■ PROBLEM REQUIREMENTS:
Pick out the lines below that include the string "excavator".
# # # # #
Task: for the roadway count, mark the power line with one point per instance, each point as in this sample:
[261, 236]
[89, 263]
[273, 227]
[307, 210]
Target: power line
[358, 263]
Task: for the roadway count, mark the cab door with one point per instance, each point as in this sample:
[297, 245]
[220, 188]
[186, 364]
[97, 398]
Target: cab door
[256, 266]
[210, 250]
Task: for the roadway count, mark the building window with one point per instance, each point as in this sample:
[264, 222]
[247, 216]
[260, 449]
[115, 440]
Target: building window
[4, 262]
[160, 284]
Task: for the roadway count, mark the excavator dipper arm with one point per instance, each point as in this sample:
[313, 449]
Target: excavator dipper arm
# # # # #
■ ANSWER BELOW:
Task: for the roadway count, mark the excavator dipper arm with one point per instance, each point as in this sample:
Target: excavator dipper arm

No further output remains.